## Reading passage
- - - - - - -

Official Kimi K2.5 Agent Swarm orchestrator diagram

Official image

Moonshot visualizes K2.5 Agent Swarm as one orchestrator coordinating specialized sub-agents

This diagram comes directly from the official K2.5 technical blog and is one of the clearest public visuals for how Moonshot wants readers to understand the Agent Swarm architecture.

  • Useful when explaining why K2.5 is positioned as a multi-agent workflow model rather than only a bigger checkpoint.
  • Pairs naturally with the BrowseComp scaling table and the separate Open Platform pricing row.

Source: Official Kimi K2.5 tech blog.

Agent Swarm performance scaling on BrowseComp
ConfigurationBrowseComp scoreGain over baseline
Single agent60.6%
2-agent swarm74.9%+14.3pp
Full Agent Swarm78.4%+17.8pp

K2.6 and the later coding-agent roadmap

Moonshot AI followed K2.5 with Kimi K2.6 in April 2026, positioning it as a separate coding-and-agent release rather than just a silent checkpoint bump. The official K2.6 material focuses much more heavily on long-horizon coding, agent swarms, and tool workflows than the earlier K2 or K2.5 launch pages.

That makes K2.5 the architectural bridge between the original open-source K2 backbone and the later K2.6 workflow story. Readers who want the newest Kimi coding route, benchmarks, and API pricing should use the separate K2.6 guide instead of treating it as a footnote to K2.5.

  • K2.6 is now publicly released, not just a beta teaser.
  • The agentic coding roadmap follows the Agent Swarm infrastructure introduced in K2.5.
  • Kimi Code (consumer coding product) and Moonshot Open Platform (API) remain separate routes.
Kimi route split infographic
Kimi Code and Moonshot Open Platform are separate buying and integration paths. Source: Official Kimi K2.5 pricing.

Pricing, access, and integration routes

Kimi K2 weights are available on GitHub and Hugging Face under the MIT license, making them freely downloadable for local deployment or fine-tuning. K2.5 API access is available through the Moonshot Open Platform, with separate pricing from the consumer Kimi Code membership product.

The key distinction for buyers is that Kimi Code and Moonshot Open Platform are separate products with separate billing. Kimi Code is a membership-style coding product with its own client and subscription. The Open Platform provides API access for developers integrating K2.5 into custom workflows.

- - - - - - -

## Data under study
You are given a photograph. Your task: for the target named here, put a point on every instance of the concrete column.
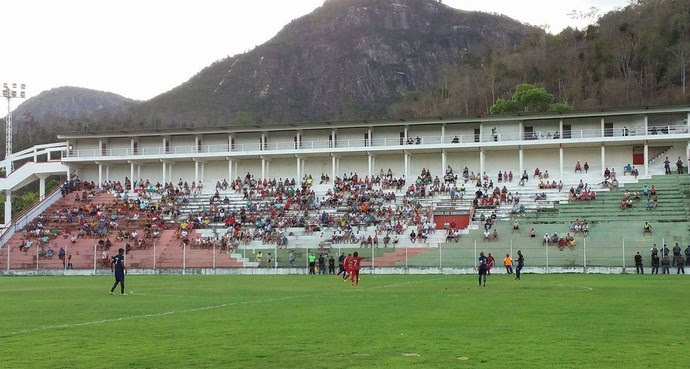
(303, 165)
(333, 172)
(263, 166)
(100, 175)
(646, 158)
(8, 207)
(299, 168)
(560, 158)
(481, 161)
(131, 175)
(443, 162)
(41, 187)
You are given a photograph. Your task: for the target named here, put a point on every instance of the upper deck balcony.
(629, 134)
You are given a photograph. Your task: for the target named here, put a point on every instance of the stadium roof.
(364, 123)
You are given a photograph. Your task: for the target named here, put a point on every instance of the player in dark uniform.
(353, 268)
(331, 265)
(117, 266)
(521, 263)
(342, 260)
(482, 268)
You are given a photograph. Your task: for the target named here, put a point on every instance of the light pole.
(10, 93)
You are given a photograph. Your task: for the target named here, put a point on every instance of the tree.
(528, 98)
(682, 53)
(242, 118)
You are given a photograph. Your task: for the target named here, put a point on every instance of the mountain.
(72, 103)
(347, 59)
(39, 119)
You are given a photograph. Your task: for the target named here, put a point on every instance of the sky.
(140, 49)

- - - - - - -

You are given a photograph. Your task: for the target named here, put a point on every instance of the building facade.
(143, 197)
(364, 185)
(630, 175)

- - - - - - -

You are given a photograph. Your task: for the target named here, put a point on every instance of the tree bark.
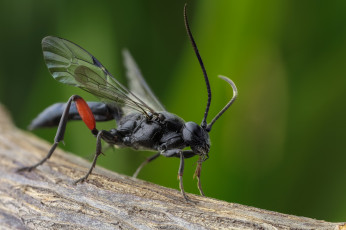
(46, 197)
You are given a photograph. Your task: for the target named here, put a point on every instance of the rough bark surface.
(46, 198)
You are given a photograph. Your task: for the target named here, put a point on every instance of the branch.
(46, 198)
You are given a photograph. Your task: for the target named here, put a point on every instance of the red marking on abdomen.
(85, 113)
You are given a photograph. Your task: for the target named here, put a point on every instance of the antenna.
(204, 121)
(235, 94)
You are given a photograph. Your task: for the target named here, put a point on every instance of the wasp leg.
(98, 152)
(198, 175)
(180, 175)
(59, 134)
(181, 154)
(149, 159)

- - - - - - -

## Task instructions
Under what license does the Kimi K2.5 text say the Kimi K2 weights are available on GitHub and Hugging Face?

## Result for this exercise
The MIT license.